- Stated problem -
Set down the lines below word for word, from the first one through the line with "[568,181,627,258]", and leave the pictures out of your answer.

- Listing -
#####
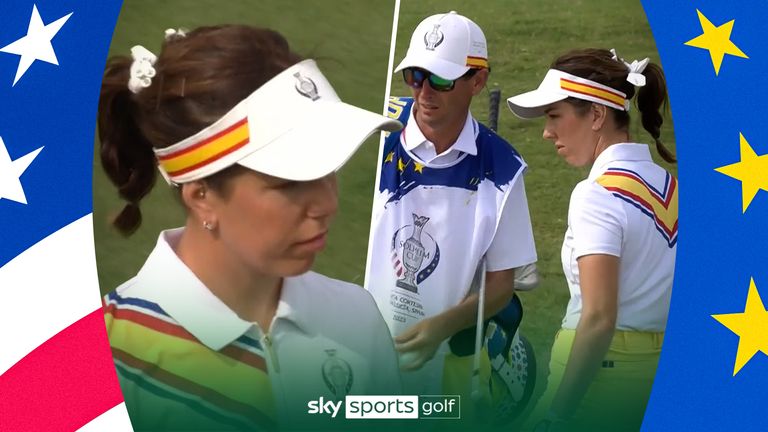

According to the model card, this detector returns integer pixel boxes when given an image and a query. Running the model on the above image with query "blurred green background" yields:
[94,0,676,426]
[392,0,677,418]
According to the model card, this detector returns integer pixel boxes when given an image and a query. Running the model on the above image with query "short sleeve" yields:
[486,175,537,271]
[568,181,627,258]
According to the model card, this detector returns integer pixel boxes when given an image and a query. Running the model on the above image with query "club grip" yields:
[488,88,501,132]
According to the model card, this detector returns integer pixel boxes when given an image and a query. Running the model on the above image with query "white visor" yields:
[507,69,629,119]
[155,60,402,184]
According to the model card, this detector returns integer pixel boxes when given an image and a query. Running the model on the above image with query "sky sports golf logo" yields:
[307,395,461,419]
#####
- Correct result -
According to the model card, this detector returns integer pixel boxes when given an image and a query. Running the model on the above image with query "blurred green background" yields:
[94,0,676,426]
[392,0,677,418]
According to the model card, this detector returns integer pixel boxes when given an image and a query. Running the model on the above image with query "short sleeve" yields:
[486,175,537,271]
[568,181,627,258]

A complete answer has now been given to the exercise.